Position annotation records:
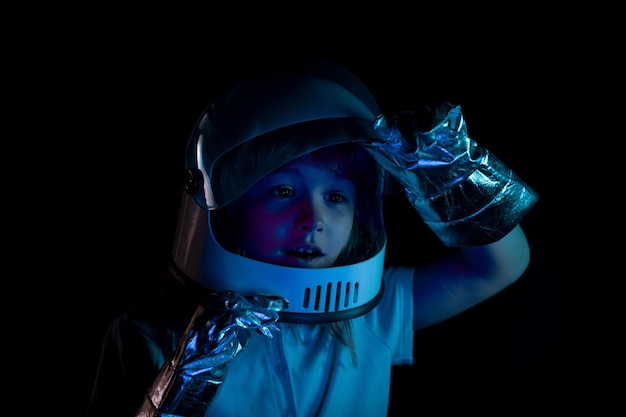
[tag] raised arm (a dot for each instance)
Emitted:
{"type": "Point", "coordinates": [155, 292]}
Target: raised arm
{"type": "Point", "coordinates": [451, 285]}
{"type": "Point", "coordinates": [469, 199]}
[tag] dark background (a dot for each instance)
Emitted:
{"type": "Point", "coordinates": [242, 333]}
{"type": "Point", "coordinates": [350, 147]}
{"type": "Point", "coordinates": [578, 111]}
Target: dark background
{"type": "Point", "coordinates": [123, 95]}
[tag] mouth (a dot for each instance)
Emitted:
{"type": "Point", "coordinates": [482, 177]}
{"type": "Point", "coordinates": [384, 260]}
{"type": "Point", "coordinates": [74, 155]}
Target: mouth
{"type": "Point", "coordinates": [304, 253]}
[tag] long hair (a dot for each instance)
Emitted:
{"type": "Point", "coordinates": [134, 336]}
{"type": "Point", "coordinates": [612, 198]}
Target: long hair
{"type": "Point", "coordinates": [367, 237]}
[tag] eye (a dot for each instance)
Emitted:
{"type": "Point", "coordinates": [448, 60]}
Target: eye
{"type": "Point", "coordinates": [283, 191]}
{"type": "Point", "coordinates": [336, 198]}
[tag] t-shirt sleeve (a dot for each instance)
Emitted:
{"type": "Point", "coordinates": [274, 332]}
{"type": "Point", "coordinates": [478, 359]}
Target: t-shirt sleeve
{"type": "Point", "coordinates": [394, 314]}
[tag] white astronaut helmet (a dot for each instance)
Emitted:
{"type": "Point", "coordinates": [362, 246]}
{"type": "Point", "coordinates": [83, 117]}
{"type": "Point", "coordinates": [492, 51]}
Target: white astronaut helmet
{"type": "Point", "coordinates": [299, 108]}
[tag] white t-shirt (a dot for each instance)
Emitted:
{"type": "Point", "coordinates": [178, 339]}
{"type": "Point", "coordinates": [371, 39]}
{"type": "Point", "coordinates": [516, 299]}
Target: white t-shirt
{"type": "Point", "coordinates": [304, 371]}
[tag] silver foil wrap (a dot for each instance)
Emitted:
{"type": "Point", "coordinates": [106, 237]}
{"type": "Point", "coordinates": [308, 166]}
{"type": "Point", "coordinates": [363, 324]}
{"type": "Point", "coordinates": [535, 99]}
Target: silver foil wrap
{"type": "Point", "coordinates": [220, 328]}
{"type": "Point", "coordinates": [466, 195]}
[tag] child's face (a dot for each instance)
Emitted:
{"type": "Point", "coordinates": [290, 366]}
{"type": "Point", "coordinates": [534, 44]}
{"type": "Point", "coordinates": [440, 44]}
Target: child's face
{"type": "Point", "coordinates": [300, 215]}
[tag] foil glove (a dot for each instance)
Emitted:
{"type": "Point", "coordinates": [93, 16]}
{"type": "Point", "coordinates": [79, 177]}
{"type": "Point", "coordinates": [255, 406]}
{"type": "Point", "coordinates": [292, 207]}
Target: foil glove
{"type": "Point", "coordinates": [466, 195]}
{"type": "Point", "coordinates": [220, 328]}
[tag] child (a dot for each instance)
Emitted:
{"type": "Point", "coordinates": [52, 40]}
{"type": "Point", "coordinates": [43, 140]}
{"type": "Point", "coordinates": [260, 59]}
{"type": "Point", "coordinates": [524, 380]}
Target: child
{"type": "Point", "coordinates": [280, 301]}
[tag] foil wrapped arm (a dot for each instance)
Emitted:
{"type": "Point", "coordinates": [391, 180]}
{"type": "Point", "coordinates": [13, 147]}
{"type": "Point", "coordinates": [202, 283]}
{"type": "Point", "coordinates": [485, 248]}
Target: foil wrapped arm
{"type": "Point", "coordinates": [219, 329]}
{"type": "Point", "coordinates": [466, 195]}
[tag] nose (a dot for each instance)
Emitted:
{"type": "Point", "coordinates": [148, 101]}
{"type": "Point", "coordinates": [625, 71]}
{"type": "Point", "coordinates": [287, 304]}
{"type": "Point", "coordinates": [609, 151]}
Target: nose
{"type": "Point", "coordinates": [311, 216]}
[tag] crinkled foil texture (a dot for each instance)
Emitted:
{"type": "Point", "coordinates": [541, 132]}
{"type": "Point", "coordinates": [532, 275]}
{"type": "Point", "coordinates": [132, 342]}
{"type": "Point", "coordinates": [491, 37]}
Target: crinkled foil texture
{"type": "Point", "coordinates": [466, 195]}
{"type": "Point", "coordinates": [220, 328]}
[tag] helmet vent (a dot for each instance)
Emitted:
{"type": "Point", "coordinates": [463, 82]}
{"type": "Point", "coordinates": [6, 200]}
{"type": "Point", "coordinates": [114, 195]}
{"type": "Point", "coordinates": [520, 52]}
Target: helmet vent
{"type": "Point", "coordinates": [323, 298]}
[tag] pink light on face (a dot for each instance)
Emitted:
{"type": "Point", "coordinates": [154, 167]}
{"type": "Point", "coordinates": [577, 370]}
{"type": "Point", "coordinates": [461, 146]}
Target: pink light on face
{"type": "Point", "coordinates": [300, 215]}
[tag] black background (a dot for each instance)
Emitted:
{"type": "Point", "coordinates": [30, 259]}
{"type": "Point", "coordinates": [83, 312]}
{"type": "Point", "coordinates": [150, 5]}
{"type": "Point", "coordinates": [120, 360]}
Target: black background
{"type": "Point", "coordinates": [113, 97]}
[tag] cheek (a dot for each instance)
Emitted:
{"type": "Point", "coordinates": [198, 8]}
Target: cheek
{"type": "Point", "coordinates": [262, 228]}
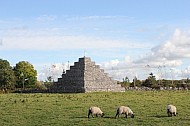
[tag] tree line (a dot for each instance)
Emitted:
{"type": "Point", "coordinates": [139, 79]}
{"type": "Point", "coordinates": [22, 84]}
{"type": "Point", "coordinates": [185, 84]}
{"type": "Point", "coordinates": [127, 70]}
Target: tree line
{"type": "Point", "coordinates": [21, 76]}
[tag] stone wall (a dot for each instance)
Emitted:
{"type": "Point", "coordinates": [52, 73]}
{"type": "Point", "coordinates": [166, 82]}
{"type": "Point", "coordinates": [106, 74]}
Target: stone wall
{"type": "Point", "coordinates": [85, 76]}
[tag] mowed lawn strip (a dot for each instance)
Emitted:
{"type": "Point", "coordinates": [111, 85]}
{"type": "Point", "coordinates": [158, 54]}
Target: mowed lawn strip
{"type": "Point", "coordinates": [72, 109]}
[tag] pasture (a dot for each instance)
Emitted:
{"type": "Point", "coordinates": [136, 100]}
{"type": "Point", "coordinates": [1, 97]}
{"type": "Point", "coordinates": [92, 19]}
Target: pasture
{"type": "Point", "coordinates": [72, 109]}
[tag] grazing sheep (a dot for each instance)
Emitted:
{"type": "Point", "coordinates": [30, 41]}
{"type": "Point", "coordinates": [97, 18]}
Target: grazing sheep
{"type": "Point", "coordinates": [171, 109]}
{"type": "Point", "coordinates": [124, 110]}
{"type": "Point", "coordinates": [95, 111]}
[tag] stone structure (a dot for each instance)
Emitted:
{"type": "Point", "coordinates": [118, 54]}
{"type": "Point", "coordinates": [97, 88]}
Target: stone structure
{"type": "Point", "coordinates": [85, 76]}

=== Objective ===
Nothing but the pictures may be dropped; output the records above exactly.

=== Final result ===
[tag] raised arm (a dot for each instance)
Emitted:
{"type": "Point", "coordinates": [155, 292]}
Target: raised arm
{"type": "Point", "coordinates": [451, 285]}
{"type": "Point", "coordinates": [469, 199]}
[tag] dark background (a dot for each instance)
Emitted:
{"type": "Point", "coordinates": [242, 333]}
{"type": "Point", "coordinates": [350, 147]}
{"type": "Point", "coordinates": [578, 111]}
Target: dark background
{"type": "Point", "coordinates": [123, 95]}
[tag] mouth (a dot for each instance)
Emitted:
{"type": "Point", "coordinates": [482, 177]}
{"type": "Point", "coordinates": [384, 260]}
{"type": "Point", "coordinates": [74, 155]}
Target: mouth
{"type": "Point", "coordinates": [304, 253]}
[tag] long hair (a dot for each instance)
Emitted:
{"type": "Point", "coordinates": [134, 336]}
{"type": "Point", "coordinates": [612, 198]}
Target: long hair
{"type": "Point", "coordinates": [367, 237]}
[tag] eye (a dot for each instance)
Emitted:
{"type": "Point", "coordinates": [448, 60]}
Target: eye
{"type": "Point", "coordinates": [283, 191]}
{"type": "Point", "coordinates": [336, 198]}
[tag] t-shirt sleeve (a dot for each instance)
Emitted:
{"type": "Point", "coordinates": [274, 332]}
{"type": "Point", "coordinates": [478, 359]}
Target: t-shirt sleeve
{"type": "Point", "coordinates": [394, 314]}
[tag] white astronaut helmet (a dot for each instance)
Emitted:
{"type": "Point", "coordinates": [362, 246]}
{"type": "Point", "coordinates": [83, 117]}
{"type": "Point", "coordinates": [492, 51]}
Target: white astronaut helmet
{"type": "Point", "coordinates": [299, 108]}
[tag] white t-shirt (a dot for each instance)
Emitted:
{"type": "Point", "coordinates": [178, 339]}
{"type": "Point", "coordinates": [371, 39]}
{"type": "Point", "coordinates": [516, 299]}
Target: white t-shirt
{"type": "Point", "coordinates": [304, 371]}
[tag] silver foil wrap (a dot for each instance)
Emitted:
{"type": "Point", "coordinates": [106, 237]}
{"type": "Point", "coordinates": [308, 166]}
{"type": "Point", "coordinates": [363, 324]}
{"type": "Point", "coordinates": [535, 99]}
Target: silver foil wrap
{"type": "Point", "coordinates": [220, 328]}
{"type": "Point", "coordinates": [466, 195]}
[tag] child's face (a dot for each instance)
Emitted:
{"type": "Point", "coordinates": [290, 366]}
{"type": "Point", "coordinates": [534, 44]}
{"type": "Point", "coordinates": [440, 44]}
Target: child's face
{"type": "Point", "coordinates": [300, 215]}
[tag] foil glove (a dot for each instance)
Emitted:
{"type": "Point", "coordinates": [93, 16]}
{"type": "Point", "coordinates": [79, 177]}
{"type": "Point", "coordinates": [255, 406]}
{"type": "Point", "coordinates": [292, 207]}
Target: foil glove
{"type": "Point", "coordinates": [466, 195]}
{"type": "Point", "coordinates": [220, 328]}
[tag] child (a dot for each instance)
Emitted:
{"type": "Point", "coordinates": [52, 40]}
{"type": "Point", "coordinates": [43, 140]}
{"type": "Point", "coordinates": [260, 59]}
{"type": "Point", "coordinates": [524, 380]}
Target: child
{"type": "Point", "coordinates": [280, 301]}
[tag] foil wrapped arm (a dot for each instance)
Emitted:
{"type": "Point", "coordinates": [391, 180]}
{"type": "Point", "coordinates": [13, 147]}
{"type": "Point", "coordinates": [202, 283]}
{"type": "Point", "coordinates": [485, 248]}
Target: foil wrapped arm
{"type": "Point", "coordinates": [219, 329]}
{"type": "Point", "coordinates": [466, 195]}
[tag] nose (a dot for each instance)
Emitted:
{"type": "Point", "coordinates": [148, 101]}
{"type": "Point", "coordinates": [625, 71]}
{"type": "Point", "coordinates": [287, 304]}
{"type": "Point", "coordinates": [609, 151]}
Target: nose
{"type": "Point", "coordinates": [311, 216]}
[tag] crinkled foil texture (a dot for each instance)
Emitted:
{"type": "Point", "coordinates": [541, 132]}
{"type": "Point", "coordinates": [532, 275]}
{"type": "Point", "coordinates": [132, 342]}
{"type": "Point", "coordinates": [491, 37]}
Target: crinkled foil texture
{"type": "Point", "coordinates": [466, 195]}
{"type": "Point", "coordinates": [220, 328]}
[tag] helmet vent (a dot for each instance)
Emitted:
{"type": "Point", "coordinates": [463, 82]}
{"type": "Point", "coordinates": [6, 200]}
{"type": "Point", "coordinates": [114, 195]}
{"type": "Point", "coordinates": [520, 52]}
Target: helmet vent
{"type": "Point", "coordinates": [323, 298]}
[tag] pink light on face (a dot for each instance)
Emitted:
{"type": "Point", "coordinates": [154, 167]}
{"type": "Point", "coordinates": [577, 370]}
{"type": "Point", "coordinates": [461, 146]}
Target: pink light on face
{"type": "Point", "coordinates": [300, 215]}
[tag] black background (a dot for each instance)
Emitted:
{"type": "Point", "coordinates": [30, 259]}
{"type": "Point", "coordinates": [83, 312]}
{"type": "Point", "coordinates": [150, 5]}
{"type": "Point", "coordinates": [120, 360]}
Target: black background
{"type": "Point", "coordinates": [113, 97]}
[tag] cheek (a dot for each instance)
Emitted:
{"type": "Point", "coordinates": [198, 8]}
Target: cheek
{"type": "Point", "coordinates": [262, 228]}
[tag] tree line (a dot for each instance)
Emitted:
{"type": "Point", "coordinates": [139, 79]}
{"type": "Point", "coordinates": [22, 84]}
{"type": "Point", "coordinates": [185, 84]}
{"type": "Point", "coordinates": [127, 70]}
Target: tree line
{"type": "Point", "coordinates": [21, 76]}
[tag] stone wall (a dot for each instance)
Emitted:
{"type": "Point", "coordinates": [52, 73]}
{"type": "Point", "coordinates": [166, 82]}
{"type": "Point", "coordinates": [106, 74]}
Target: stone wall
{"type": "Point", "coordinates": [85, 76]}
[tag] mowed lawn strip (a dot for each instance)
Emitted:
{"type": "Point", "coordinates": [111, 85]}
{"type": "Point", "coordinates": [158, 54]}
Target: mowed lawn strip
{"type": "Point", "coordinates": [72, 109]}
[tag] pasture (a dot for each instance)
Emitted:
{"type": "Point", "coordinates": [136, 100]}
{"type": "Point", "coordinates": [1, 97]}
{"type": "Point", "coordinates": [92, 19]}
Target: pasture
{"type": "Point", "coordinates": [72, 109]}
[tag] grazing sheep (a dot for each instance)
Emitted:
{"type": "Point", "coordinates": [30, 41]}
{"type": "Point", "coordinates": [97, 18]}
Target: grazing sheep
{"type": "Point", "coordinates": [171, 109]}
{"type": "Point", "coordinates": [124, 110]}
{"type": "Point", "coordinates": [95, 111]}
[tag] stone structure (a dot for each instance)
Emitted:
{"type": "Point", "coordinates": [118, 54]}
{"type": "Point", "coordinates": [97, 88]}
Target: stone structure
{"type": "Point", "coordinates": [85, 76]}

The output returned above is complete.